Directive 1 ▸
In the listing, change "chair backrest" to "seat back" in the part that opens with the line containing "point: chair backrest" and closes with the line containing "column 274, row 215", and give back only that part with nothing else altered.

1 Introduction

We consider the optimization models defined by

$$ \min_{x\in\Re^{n}} f(x), $$
(1.1)

where the function \(f:\Re^{n}\rightarrow\Re\) is continuously differentiable. There exist many similar professional fields of science that can revert to the above optimization models (see, e.g., [221]). The CG method has the following iterative formula for (1.1):

$$ x_{k+1}=x_{k}+\alpha_{k} d_{k},\quad k=1, 2,\ldots, $$
(1.2)

where \(x_{k}\) is the kth iterate point, the steplength is \(\alpha_{k} > 0\), and the search direction \(d_{k}\) is designed by

$$\begin{aligned} d_{k+1}= \textstyle\begin{cases}-g_{k+1}+\beta_{k}d_{k}, & \mbox{if } k\geq1,\\ -g_{k+1},& \mbox{if }k=0, \end{cases}\displaystyle \end{aligned}$$
(1.3)

where \(g_{k}=\nabla f(x_{k})\) is the gradient and \(\beta_{k} \in\Re\) is a scalar. At present, there are many well-known CG formulas (see [2246]) and their applications (see, e.g., [4750]), where one of the most efficient formulas is the PRP [34, 51] defined by

$$ \beta_{k}^{\mathrm{PRP}}=\frac{g_{k+1}^{T}\delta_{k}}{ \Vert g_{k} \Vert ^{2}}, $$
(1.4)

Directive 2 ▸
In the introduction to the CG method, what property is the function f required to have?

[Data extracted from a collection]
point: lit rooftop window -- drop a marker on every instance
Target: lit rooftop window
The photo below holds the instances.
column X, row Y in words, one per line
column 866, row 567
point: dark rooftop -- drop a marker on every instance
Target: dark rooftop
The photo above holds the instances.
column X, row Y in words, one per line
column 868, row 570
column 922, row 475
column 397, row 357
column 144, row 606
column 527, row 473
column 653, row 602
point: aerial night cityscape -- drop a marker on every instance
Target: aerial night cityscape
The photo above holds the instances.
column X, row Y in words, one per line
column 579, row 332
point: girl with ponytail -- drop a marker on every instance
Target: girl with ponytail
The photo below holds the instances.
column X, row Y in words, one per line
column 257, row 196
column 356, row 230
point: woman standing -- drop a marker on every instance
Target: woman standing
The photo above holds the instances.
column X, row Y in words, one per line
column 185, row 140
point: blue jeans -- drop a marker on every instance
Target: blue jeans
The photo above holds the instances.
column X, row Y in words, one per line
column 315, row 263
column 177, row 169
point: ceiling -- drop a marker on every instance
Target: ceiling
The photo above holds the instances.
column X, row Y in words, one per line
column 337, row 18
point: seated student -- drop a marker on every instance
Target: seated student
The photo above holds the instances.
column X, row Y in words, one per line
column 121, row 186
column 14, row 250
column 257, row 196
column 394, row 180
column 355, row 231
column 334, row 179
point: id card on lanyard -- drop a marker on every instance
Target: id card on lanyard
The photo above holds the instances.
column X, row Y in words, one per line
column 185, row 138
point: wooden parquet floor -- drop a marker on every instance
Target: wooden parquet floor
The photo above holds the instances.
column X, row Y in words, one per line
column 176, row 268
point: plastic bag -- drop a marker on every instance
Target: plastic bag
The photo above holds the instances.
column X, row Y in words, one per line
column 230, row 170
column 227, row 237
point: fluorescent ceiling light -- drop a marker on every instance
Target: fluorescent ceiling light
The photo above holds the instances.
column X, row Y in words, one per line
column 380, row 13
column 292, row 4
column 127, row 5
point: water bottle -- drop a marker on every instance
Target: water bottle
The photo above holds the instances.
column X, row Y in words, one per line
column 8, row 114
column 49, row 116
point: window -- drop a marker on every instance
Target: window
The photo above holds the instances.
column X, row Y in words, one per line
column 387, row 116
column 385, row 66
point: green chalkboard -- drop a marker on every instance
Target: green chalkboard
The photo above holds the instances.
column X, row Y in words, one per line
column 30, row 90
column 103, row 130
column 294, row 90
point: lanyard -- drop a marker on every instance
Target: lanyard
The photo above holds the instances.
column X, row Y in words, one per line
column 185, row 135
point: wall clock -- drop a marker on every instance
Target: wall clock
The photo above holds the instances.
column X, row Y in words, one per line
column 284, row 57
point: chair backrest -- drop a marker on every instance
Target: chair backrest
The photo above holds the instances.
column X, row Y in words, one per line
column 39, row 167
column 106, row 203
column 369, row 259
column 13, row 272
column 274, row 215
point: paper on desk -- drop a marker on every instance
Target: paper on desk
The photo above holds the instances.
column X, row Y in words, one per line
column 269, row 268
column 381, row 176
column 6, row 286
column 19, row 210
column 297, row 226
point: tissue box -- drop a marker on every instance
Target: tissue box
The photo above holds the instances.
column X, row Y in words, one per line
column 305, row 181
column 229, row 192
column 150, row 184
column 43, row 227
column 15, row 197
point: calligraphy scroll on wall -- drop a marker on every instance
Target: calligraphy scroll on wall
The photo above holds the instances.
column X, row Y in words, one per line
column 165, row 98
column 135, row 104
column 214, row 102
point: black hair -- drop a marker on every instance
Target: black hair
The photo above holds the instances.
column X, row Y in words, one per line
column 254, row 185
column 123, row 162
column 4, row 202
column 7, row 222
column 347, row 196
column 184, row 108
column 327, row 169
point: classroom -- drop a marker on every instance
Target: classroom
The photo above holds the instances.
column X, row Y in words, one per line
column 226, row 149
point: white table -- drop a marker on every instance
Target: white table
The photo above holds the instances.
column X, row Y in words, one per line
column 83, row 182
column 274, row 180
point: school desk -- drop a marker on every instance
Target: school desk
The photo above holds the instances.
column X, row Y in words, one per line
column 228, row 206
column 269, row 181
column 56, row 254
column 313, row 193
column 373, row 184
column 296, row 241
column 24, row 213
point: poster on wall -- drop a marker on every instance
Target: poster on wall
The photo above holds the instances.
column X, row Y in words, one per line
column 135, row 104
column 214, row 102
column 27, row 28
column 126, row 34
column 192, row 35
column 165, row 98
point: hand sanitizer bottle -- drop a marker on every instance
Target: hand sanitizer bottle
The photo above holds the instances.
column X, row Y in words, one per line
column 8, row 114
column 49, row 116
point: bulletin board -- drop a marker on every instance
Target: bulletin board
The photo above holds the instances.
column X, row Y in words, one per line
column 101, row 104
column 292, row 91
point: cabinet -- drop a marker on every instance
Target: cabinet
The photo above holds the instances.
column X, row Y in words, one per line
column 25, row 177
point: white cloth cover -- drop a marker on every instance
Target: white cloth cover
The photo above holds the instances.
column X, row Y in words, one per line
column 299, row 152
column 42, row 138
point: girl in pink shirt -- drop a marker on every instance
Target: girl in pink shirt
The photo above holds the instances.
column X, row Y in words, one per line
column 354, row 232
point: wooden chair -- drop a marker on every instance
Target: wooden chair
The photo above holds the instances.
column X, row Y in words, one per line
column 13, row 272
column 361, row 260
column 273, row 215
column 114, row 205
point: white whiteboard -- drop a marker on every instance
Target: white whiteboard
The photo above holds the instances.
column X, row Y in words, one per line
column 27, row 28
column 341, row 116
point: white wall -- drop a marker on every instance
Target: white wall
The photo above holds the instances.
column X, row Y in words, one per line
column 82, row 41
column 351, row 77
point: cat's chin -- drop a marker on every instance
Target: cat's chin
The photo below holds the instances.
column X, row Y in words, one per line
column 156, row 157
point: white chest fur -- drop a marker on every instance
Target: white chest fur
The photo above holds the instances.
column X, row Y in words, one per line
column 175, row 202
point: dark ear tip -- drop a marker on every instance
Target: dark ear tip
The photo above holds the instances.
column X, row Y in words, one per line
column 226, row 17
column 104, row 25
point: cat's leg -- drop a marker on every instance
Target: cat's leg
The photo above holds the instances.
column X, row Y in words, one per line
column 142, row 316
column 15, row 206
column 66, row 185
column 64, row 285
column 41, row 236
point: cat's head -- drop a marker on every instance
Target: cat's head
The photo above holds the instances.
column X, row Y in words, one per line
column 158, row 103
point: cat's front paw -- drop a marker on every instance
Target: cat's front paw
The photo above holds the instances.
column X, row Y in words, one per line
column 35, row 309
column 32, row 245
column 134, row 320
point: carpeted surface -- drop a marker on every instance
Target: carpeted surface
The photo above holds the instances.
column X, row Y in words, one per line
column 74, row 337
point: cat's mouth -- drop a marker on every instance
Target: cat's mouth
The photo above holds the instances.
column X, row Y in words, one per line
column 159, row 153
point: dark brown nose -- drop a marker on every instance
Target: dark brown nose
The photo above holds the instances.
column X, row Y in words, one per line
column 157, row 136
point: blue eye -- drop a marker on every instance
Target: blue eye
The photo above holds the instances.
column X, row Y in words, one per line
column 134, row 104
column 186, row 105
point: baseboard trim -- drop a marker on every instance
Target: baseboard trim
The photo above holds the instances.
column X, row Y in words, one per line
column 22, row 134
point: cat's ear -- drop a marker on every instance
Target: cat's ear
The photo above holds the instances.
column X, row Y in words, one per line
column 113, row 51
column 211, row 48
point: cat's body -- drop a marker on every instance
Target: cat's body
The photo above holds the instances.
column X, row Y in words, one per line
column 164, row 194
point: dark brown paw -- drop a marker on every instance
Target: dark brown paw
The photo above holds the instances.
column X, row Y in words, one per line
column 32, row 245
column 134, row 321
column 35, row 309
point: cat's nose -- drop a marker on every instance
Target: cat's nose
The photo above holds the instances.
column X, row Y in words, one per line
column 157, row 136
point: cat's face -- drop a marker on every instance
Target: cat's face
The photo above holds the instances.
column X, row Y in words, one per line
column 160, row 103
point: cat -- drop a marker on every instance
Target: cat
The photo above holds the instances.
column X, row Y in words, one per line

Expected output 1 ▸
point: seat back -- drop a marker on every instance
Target: seat back
The photo above holds the instances.
column X, row Y in words, one per line
column 39, row 167
column 106, row 203
column 369, row 259
column 13, row 272
column 274, row 215

Expected output 2 ▸
It is continuously differentiable.